• [EXERCISES TO COMPLETE]
a – Answer these questions using the post about Goldigg.com.
(i) How many new comments did the two articles on Digg's front page bring in?
(ii) What charity does the creator of Goldigg.com plan to donate to?
(iii) How many members will Goldigg.com accept before it closes sign-ups?
b – Extend the post about Goldigg.com, picking up after its final sentence.

>> begin DOCUMENT SEGMENT

Digging For Gold?
Wow… what a week! Two articles hitting the front page of Digg in the matter of a few days bringing in over 100 new comments. With that in mind, today seemed like the perfect time to profile a new site that has sprung up that hopes to follow in the footsteps of the milliondollarhomepage and the Million Dollar Wiki. Andrew Galasetti has created a site called Goldigg.com which is essentially a Digg clone, with a twist. Unlike the popular social media site, only 5,000 members will be allowed to sign up and it costs $100 to join. Alex explains the site like this:
I created this site so that I can earn some money to donate to a charity (Modest Needs), to pay for college, and to re-launch another venture that didn’t succeed in the past because of my limited resources. I admire such web ventures as Alex Tew’s Million Dollar Homepage but I wanted to create something more, something that is not only interesting but valuable to the everyday web surfer.
To become a member of Goldigg.com it will cost $100. Once you are a member you can quickly gain that back by placing ads in your story submissions, by charging to submit someone’s story, having others pay you to vote, or by selling your account. Almost anything is possible to generate income for yourself.
Once 5,000 members is reached no more will be accepted. A limited user base will create more demand for you, adding more money to your pocket.

>> end DOCUMENT SEGMENT
>> begin STORED DATA

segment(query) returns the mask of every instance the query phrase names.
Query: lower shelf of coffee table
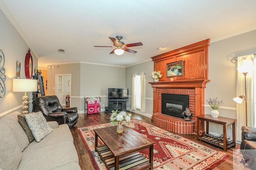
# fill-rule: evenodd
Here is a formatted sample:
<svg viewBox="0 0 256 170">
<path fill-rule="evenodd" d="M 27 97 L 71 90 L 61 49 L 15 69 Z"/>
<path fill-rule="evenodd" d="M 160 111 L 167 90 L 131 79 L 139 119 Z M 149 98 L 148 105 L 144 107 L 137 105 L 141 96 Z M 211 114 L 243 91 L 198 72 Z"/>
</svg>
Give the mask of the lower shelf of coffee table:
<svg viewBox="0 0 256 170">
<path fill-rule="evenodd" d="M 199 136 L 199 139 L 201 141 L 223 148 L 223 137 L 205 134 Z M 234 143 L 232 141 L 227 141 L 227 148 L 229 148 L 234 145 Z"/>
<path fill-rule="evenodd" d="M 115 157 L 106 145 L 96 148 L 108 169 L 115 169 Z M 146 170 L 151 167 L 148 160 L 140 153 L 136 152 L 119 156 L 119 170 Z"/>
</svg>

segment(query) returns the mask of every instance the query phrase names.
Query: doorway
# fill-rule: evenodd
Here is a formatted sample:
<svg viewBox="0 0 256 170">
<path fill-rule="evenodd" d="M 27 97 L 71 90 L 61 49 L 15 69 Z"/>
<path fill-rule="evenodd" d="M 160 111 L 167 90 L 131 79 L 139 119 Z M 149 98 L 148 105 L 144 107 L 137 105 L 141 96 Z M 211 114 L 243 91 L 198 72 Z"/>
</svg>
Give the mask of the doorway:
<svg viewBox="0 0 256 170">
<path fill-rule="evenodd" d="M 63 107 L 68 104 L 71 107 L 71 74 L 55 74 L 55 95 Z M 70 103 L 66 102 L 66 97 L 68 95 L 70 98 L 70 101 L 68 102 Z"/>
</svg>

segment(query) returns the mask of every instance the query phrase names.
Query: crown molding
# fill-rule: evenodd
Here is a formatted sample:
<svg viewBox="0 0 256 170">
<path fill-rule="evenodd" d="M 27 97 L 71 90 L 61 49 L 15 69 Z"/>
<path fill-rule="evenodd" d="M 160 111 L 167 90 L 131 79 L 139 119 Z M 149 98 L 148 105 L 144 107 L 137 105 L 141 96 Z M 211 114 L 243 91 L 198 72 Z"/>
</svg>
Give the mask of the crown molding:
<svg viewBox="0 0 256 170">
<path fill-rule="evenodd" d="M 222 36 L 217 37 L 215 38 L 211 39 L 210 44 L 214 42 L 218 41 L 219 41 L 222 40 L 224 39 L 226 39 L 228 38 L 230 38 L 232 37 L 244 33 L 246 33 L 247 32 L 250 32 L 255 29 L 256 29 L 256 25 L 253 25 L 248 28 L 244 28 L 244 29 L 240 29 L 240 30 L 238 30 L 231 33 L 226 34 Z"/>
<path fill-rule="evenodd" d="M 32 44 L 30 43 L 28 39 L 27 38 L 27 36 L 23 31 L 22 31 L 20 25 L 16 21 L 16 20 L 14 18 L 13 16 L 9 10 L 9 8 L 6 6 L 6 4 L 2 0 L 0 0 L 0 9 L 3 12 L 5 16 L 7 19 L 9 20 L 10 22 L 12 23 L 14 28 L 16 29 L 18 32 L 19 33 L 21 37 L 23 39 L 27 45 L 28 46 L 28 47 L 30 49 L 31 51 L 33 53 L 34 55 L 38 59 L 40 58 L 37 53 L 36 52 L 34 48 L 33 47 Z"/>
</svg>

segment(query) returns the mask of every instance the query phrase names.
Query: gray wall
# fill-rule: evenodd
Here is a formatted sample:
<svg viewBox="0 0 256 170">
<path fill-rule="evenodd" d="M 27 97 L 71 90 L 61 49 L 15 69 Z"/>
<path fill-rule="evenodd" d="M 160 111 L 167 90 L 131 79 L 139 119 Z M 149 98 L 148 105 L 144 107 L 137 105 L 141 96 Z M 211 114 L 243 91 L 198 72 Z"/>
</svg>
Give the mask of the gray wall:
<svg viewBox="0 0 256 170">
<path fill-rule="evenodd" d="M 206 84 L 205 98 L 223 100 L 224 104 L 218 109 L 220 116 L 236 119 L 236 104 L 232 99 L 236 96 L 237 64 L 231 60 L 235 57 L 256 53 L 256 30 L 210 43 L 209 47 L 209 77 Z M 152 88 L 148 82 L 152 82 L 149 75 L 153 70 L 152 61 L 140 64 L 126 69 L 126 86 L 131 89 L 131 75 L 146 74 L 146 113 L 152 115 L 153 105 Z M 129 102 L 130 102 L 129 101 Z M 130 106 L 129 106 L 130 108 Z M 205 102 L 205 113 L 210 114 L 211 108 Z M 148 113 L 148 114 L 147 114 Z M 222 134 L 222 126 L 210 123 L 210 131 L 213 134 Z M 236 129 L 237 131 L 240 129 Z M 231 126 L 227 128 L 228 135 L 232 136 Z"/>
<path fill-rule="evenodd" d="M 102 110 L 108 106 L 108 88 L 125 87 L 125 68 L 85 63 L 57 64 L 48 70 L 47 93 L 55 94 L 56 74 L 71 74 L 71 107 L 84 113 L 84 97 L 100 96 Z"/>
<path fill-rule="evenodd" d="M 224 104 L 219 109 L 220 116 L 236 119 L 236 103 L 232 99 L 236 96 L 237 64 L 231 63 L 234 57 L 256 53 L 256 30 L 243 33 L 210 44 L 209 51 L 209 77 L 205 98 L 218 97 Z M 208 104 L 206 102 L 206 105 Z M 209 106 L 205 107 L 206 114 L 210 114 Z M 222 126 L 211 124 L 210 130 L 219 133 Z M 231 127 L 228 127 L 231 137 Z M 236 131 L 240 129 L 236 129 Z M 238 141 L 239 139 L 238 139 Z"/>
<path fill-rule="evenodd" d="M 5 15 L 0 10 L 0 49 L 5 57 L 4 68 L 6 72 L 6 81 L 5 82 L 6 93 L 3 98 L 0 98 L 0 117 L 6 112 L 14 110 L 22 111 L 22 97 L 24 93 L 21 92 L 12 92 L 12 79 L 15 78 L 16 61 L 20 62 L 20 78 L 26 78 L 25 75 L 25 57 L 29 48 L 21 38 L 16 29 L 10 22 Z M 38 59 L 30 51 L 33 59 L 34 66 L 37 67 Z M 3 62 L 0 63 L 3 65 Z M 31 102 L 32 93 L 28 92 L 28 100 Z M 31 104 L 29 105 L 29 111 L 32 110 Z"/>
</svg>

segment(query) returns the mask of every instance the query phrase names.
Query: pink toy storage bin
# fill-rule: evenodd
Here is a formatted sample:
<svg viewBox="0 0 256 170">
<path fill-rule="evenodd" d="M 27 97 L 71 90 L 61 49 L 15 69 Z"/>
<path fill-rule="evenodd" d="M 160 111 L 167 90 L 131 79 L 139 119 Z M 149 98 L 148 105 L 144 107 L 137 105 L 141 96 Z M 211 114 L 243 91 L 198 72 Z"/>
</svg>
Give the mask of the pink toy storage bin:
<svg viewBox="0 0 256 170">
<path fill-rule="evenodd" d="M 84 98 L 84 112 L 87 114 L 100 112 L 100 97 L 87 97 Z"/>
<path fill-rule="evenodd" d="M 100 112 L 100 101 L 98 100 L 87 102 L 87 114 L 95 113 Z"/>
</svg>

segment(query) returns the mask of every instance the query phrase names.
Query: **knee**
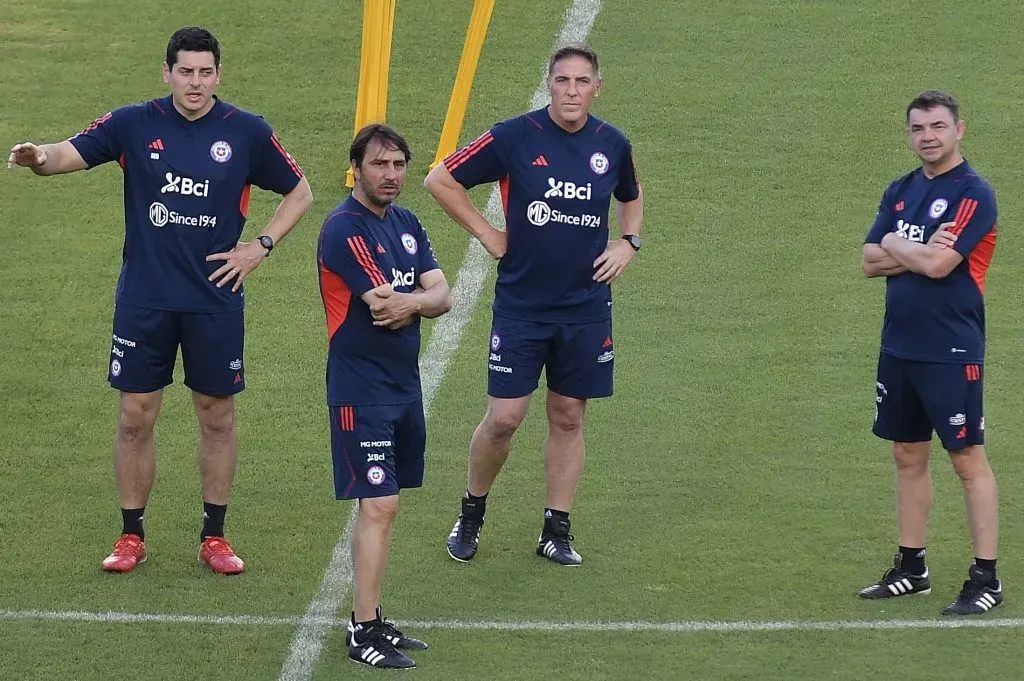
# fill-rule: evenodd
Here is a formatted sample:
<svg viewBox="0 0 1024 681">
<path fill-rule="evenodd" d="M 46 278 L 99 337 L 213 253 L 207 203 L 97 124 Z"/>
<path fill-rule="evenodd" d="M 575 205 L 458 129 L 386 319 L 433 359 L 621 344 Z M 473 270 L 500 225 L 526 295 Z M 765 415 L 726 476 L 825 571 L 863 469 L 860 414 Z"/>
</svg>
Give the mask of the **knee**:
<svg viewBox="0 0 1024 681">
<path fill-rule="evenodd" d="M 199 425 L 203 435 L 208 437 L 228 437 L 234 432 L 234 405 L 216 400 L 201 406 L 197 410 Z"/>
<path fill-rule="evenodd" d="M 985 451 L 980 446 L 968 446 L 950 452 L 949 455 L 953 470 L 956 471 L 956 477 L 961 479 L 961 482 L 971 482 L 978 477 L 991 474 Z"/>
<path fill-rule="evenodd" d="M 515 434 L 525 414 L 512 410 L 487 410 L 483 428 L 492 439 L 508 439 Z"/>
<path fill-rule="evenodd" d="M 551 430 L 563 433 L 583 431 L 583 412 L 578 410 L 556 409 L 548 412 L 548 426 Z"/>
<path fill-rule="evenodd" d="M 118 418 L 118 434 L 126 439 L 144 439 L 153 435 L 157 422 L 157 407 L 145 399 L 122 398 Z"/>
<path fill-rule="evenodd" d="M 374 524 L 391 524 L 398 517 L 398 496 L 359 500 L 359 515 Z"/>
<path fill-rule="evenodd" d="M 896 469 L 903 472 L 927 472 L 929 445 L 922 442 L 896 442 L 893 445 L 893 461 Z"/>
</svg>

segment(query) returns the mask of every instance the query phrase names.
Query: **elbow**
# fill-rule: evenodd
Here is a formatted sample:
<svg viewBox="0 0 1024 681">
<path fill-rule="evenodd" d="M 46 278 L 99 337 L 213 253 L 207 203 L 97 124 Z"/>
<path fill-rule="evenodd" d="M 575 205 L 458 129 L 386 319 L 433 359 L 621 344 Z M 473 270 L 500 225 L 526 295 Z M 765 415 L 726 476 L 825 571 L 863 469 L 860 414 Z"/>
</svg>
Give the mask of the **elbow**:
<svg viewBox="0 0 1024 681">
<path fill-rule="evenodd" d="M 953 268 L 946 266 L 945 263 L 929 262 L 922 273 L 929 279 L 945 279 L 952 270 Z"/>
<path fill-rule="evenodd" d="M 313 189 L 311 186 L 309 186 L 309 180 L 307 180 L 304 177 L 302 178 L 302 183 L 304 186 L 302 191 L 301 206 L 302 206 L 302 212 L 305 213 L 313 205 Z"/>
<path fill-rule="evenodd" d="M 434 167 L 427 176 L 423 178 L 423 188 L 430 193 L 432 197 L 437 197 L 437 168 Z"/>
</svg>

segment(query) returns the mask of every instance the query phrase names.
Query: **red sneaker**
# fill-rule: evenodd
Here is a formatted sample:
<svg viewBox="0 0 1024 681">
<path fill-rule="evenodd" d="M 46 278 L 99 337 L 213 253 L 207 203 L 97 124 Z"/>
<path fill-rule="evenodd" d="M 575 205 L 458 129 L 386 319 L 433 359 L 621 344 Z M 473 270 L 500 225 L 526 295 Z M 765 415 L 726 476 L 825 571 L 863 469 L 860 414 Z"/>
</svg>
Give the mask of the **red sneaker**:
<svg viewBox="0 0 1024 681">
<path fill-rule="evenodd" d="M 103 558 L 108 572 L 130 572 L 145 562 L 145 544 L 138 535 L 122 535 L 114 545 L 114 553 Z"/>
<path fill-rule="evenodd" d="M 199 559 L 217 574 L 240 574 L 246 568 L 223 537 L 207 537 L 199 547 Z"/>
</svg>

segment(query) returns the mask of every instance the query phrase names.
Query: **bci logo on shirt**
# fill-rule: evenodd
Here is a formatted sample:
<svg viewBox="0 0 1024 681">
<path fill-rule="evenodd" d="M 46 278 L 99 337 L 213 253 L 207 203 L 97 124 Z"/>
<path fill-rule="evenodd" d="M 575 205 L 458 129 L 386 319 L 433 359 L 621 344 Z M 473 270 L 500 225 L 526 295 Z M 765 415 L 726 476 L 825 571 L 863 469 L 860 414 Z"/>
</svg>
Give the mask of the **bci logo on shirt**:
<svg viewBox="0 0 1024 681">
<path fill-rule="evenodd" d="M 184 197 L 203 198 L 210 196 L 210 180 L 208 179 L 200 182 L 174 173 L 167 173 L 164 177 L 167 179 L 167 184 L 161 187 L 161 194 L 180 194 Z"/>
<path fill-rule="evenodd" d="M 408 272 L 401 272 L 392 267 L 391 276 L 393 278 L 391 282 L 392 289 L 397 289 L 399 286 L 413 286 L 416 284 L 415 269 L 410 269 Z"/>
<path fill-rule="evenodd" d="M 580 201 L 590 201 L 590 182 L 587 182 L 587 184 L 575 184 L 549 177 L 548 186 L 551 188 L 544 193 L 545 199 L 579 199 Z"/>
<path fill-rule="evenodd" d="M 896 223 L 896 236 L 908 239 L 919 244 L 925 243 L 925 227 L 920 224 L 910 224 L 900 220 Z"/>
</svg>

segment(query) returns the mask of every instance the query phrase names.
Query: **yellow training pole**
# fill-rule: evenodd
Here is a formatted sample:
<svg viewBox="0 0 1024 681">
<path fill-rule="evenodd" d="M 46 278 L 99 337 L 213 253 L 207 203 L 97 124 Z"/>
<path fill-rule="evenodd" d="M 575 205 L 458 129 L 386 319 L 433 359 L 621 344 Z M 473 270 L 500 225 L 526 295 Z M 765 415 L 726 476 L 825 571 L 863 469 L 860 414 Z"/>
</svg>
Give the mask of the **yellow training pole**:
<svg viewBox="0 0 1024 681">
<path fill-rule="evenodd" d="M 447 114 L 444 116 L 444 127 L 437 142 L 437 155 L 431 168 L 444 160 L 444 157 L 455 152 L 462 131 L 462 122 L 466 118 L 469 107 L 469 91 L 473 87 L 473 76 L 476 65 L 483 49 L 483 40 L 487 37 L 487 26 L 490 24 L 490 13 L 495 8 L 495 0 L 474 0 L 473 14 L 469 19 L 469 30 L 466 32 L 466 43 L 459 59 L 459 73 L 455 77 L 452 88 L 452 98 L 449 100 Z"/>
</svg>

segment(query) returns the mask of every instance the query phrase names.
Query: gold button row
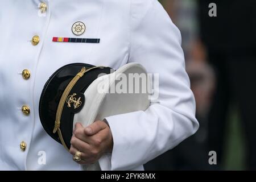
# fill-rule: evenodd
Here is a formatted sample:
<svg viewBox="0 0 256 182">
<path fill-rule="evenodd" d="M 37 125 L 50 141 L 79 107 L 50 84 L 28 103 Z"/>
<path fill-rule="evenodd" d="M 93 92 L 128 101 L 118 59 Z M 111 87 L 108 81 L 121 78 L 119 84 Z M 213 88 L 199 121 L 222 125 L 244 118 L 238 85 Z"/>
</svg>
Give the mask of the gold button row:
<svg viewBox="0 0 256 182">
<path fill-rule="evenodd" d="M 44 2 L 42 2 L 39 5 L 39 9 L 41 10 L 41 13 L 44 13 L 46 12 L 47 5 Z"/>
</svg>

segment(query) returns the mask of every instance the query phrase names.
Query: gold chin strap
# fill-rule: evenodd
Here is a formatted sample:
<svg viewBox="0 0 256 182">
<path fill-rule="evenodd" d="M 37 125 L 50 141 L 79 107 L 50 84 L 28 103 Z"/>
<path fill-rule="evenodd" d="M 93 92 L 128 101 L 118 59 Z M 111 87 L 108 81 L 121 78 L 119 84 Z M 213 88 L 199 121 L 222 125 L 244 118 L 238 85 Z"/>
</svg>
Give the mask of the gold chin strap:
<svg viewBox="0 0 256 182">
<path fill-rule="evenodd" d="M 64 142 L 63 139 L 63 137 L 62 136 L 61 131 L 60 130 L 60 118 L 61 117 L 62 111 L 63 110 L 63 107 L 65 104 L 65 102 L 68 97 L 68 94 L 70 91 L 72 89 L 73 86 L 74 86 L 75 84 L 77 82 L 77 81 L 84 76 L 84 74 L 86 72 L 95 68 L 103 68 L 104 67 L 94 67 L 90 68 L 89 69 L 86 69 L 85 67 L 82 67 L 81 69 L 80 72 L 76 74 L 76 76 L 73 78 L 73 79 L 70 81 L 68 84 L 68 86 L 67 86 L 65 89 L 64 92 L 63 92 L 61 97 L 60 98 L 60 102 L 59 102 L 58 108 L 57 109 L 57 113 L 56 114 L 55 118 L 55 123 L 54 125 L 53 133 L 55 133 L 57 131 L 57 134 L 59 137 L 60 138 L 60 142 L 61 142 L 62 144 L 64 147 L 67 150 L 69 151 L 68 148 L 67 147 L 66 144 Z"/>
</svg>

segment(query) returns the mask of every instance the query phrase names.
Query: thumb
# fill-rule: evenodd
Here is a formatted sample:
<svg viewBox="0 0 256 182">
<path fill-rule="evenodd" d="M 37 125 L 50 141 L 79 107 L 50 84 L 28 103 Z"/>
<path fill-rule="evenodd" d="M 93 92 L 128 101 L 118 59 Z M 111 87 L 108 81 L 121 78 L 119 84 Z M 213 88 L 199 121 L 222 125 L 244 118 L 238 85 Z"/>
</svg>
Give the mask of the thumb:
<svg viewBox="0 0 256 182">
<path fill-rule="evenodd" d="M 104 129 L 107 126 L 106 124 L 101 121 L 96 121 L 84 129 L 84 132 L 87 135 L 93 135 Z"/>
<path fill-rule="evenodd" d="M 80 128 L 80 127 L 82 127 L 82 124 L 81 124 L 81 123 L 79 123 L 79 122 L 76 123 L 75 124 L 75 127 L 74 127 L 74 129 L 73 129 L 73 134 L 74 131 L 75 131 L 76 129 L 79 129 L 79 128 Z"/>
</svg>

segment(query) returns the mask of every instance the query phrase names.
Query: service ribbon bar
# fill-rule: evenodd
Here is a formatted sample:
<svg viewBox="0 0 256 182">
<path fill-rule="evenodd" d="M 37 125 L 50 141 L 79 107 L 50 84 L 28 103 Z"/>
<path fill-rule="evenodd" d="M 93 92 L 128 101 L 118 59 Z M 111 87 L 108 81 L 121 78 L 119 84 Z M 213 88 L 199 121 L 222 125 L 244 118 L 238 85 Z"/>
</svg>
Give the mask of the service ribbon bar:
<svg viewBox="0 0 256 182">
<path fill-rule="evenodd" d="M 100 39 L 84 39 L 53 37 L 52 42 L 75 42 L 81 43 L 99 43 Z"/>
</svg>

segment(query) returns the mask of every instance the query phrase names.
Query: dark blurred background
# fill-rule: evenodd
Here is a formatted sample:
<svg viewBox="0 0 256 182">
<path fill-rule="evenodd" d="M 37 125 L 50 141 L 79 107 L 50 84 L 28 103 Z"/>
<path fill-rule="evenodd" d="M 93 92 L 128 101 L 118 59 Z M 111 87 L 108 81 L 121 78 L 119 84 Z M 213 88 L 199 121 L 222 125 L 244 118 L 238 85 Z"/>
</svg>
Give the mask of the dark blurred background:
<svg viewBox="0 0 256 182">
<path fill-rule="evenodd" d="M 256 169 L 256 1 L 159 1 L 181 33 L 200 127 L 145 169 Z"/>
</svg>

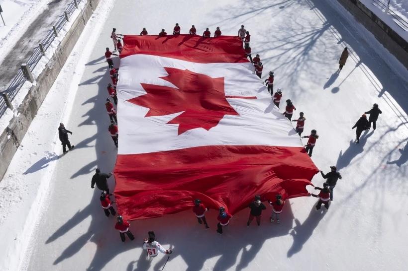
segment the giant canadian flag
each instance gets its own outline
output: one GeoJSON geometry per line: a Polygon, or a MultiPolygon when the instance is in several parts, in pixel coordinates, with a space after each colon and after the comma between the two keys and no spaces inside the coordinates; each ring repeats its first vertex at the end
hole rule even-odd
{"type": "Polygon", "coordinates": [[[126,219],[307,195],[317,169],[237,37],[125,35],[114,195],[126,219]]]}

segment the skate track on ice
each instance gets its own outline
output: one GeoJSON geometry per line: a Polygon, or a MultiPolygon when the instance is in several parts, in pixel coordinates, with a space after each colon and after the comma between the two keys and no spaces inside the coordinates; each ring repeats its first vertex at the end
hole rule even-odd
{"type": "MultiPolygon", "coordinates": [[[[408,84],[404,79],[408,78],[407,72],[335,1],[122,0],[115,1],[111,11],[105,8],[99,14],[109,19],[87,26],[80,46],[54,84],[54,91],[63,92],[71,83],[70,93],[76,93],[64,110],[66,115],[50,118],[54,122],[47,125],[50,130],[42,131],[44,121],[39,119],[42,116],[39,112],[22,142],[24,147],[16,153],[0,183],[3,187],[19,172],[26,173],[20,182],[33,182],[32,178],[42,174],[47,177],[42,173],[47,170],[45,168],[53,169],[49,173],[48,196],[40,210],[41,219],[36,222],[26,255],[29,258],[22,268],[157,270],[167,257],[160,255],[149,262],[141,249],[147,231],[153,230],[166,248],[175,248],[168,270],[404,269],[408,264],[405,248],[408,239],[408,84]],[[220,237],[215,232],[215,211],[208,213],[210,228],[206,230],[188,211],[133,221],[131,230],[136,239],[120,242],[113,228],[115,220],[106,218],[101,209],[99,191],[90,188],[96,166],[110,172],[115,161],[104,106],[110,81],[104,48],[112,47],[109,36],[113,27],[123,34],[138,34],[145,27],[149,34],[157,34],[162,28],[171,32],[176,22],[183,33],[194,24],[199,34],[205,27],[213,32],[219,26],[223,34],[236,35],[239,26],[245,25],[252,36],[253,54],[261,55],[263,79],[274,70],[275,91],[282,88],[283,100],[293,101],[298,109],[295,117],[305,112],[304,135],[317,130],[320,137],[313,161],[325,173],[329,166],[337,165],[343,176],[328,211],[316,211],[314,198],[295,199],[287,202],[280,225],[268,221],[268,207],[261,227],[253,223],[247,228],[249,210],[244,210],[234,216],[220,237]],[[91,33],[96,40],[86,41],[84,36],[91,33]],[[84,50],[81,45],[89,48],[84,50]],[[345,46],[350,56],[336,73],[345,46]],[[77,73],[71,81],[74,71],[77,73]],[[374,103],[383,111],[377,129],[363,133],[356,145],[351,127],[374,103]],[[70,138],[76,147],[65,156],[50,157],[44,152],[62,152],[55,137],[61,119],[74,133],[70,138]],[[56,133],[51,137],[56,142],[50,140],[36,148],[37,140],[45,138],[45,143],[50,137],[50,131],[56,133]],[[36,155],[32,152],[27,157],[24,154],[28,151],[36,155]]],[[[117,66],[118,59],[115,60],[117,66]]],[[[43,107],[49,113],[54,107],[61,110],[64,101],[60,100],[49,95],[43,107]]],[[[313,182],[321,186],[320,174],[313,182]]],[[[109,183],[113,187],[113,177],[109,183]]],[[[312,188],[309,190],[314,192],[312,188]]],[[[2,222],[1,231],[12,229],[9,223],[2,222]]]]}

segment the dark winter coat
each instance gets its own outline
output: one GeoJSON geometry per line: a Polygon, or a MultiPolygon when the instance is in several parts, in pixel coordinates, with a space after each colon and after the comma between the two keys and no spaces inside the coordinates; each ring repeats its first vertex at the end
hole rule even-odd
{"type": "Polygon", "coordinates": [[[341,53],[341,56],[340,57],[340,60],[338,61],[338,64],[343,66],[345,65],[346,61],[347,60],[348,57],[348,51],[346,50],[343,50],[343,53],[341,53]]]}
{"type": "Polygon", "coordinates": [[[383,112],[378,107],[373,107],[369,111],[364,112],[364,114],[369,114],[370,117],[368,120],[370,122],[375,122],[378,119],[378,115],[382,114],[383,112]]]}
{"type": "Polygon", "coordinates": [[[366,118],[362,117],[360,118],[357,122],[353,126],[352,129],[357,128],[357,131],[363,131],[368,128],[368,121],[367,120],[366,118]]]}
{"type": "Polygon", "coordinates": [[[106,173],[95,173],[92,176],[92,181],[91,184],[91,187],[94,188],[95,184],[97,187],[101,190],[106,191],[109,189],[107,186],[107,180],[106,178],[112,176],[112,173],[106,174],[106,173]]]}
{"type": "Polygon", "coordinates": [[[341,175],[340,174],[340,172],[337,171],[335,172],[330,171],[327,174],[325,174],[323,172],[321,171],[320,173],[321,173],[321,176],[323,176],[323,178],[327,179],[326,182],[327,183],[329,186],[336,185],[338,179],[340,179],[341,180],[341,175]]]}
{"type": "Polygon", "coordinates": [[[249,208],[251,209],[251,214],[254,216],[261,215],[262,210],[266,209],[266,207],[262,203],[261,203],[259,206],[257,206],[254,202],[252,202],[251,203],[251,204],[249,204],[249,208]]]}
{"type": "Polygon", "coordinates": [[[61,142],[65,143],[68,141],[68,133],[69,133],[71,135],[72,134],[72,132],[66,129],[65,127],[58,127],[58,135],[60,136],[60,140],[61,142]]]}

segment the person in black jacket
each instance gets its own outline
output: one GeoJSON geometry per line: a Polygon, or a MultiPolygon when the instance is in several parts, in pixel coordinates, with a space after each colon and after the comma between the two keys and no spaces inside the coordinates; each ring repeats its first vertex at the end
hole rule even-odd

>> end STORED DATA

• [ANSWERS TO THE EXERCISES]
a –
(i) Over 100.
(ii) Modest Needs.
(iii) 5,000.

b –
Alex emailed me and asked me to check the site out and even gave me a free membership. He certainly knows how to grease the wheels a bit! So, what do I think of Goldigg? I’m glad you asked.
First of all, I love the idea. One of the things I love most about the internet is that original and outside the box ideas like this can turn into the next rags to riches story. While Andrew no doubt based his idea on the milliondollarhomepage (MDHP), he modified it and made it into something all his own. The value of the site, and by extension, the memberships, is going to depend almost solely on the size of the audience Andrew is able to generate. Much like the MDHP and the million dollar wiki (MDW), the more popular the site gets, the more valuable membership becomes. Alex doesn’t go into much detail about the things he has in mind to help generate that buzz, but contacting bloggers certainly seemed to work well for (MDW). Also, Andrew has vowed to donate half the proceeds to charity. While the more skeptical people out there will suspect no charity will ever see a dime from this project, I think stating it publicly and putting the promise in writing on his website certainly adds to the pressure to deliver. If the site begins to get any kind of media attention, you can believe someone will be checking up to make sure he makes good.
So, overall, I like the idea. I do have a few suggestions and recommendations for the site as well as promotion of it. First of all Andrew, while I’m flattered that I was the first member, you really should contact some of the big dogs and work a deal with them in exchange for promoting your site. You could contact John Chow and give him a cut of all memberships you sell as a result of his coverage. You could do the same thing for numerous other bloggers. You could offer an affiliate program that members could join to help give them further incentive to spread the word about the site.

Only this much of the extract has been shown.